### Available data:
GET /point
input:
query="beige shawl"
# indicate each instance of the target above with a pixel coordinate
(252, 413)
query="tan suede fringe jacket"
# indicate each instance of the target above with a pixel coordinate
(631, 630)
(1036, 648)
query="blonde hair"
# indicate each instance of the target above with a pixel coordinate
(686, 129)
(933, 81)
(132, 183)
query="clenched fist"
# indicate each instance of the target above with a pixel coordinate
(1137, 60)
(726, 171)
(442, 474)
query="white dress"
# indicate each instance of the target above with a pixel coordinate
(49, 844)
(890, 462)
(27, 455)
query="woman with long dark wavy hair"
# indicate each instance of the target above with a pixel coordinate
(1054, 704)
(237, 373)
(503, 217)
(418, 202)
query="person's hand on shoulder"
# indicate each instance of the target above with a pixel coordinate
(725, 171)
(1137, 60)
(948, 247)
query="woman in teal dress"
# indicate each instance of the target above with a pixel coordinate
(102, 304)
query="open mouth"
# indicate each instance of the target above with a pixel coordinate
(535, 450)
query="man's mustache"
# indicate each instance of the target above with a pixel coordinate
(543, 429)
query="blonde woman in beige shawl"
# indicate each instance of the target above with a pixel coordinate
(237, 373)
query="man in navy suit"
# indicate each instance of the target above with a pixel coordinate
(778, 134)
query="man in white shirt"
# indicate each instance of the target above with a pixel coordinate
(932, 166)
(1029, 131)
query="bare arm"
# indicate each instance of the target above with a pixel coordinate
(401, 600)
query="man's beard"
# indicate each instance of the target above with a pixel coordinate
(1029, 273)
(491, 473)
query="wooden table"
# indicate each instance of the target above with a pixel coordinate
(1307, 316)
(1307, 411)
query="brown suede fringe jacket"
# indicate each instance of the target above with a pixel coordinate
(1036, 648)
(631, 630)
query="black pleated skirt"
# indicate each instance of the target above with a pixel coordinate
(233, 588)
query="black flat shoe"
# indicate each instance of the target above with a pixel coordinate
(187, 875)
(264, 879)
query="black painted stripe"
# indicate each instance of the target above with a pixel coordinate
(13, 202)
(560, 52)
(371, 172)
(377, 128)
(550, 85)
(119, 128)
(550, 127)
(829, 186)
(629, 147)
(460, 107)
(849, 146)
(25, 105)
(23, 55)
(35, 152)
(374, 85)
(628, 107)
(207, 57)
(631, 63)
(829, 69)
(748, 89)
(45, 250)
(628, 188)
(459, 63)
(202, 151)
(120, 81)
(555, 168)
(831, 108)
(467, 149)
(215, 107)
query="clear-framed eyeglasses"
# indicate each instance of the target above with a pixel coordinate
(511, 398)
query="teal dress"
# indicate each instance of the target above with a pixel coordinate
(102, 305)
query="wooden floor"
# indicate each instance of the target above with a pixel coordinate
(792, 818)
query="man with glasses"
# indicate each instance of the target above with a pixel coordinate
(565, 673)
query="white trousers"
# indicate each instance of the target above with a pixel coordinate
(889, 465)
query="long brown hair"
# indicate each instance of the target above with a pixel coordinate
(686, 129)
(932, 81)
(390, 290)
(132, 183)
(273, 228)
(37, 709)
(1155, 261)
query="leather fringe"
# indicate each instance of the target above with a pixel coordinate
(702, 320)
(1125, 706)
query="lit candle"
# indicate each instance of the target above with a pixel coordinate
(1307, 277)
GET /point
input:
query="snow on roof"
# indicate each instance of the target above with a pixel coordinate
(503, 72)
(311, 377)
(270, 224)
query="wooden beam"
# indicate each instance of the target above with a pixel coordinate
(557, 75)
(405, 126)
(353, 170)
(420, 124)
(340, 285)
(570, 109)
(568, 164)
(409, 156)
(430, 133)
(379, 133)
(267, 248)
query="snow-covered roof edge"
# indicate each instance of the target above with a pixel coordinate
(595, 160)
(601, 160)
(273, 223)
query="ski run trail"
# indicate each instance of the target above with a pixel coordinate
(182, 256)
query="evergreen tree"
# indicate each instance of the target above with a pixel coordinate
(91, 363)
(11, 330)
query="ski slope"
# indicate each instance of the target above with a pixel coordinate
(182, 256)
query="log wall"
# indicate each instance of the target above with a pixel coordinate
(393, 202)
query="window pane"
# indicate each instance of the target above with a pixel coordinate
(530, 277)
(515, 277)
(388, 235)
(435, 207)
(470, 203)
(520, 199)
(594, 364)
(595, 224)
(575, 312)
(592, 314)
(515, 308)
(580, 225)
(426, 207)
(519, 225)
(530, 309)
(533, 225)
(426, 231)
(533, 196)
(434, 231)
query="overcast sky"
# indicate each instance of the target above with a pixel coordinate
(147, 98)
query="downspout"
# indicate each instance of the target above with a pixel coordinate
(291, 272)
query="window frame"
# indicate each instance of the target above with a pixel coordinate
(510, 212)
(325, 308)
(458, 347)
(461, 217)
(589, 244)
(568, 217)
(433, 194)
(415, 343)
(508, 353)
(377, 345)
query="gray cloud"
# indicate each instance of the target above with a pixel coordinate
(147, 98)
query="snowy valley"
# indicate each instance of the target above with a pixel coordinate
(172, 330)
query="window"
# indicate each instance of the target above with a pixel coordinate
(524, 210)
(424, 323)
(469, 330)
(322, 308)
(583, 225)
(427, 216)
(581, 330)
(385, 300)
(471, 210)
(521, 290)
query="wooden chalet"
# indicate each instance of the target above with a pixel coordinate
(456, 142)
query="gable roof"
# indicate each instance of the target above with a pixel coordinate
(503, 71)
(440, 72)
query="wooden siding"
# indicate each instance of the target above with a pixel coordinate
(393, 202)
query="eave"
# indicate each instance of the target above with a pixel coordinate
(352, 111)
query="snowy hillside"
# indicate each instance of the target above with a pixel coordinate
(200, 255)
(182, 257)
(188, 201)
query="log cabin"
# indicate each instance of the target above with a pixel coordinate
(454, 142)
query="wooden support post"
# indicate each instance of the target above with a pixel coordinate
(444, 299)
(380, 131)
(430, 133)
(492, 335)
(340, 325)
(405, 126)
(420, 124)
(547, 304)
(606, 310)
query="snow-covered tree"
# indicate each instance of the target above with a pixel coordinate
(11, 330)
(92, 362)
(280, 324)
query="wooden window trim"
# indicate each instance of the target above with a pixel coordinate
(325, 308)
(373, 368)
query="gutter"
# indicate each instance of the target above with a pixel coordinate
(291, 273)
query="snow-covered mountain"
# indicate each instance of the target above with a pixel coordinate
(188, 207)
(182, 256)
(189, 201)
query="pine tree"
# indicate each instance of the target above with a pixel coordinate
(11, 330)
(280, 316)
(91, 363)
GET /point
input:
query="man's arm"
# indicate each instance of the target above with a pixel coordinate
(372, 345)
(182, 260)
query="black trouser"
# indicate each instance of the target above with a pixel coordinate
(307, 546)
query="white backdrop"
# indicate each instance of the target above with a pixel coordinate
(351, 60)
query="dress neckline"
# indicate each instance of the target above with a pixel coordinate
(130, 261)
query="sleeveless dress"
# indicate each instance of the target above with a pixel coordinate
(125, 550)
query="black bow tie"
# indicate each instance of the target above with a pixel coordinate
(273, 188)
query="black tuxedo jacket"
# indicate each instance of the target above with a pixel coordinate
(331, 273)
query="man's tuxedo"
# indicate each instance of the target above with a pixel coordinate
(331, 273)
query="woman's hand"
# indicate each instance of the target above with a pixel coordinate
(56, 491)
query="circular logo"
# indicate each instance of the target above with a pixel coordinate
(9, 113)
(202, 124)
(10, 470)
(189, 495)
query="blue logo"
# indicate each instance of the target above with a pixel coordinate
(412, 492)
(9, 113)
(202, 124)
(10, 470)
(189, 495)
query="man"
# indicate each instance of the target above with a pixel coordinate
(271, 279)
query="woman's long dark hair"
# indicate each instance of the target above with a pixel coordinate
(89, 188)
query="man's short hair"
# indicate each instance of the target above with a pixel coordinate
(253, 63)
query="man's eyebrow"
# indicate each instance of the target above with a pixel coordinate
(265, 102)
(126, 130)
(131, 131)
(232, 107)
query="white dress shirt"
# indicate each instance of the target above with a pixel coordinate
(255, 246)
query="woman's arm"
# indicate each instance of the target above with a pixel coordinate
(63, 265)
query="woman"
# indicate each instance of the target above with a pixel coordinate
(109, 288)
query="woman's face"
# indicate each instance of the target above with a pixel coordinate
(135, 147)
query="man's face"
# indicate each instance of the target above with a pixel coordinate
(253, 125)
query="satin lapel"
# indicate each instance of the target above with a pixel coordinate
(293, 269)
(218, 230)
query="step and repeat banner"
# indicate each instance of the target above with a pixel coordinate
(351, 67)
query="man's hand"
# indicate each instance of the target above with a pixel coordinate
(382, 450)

### What to produce:
Pull out every line of the records that holds the word "blonde".

### Correct answer:
query="blonde hair"
query="blonde woman in beige shawl"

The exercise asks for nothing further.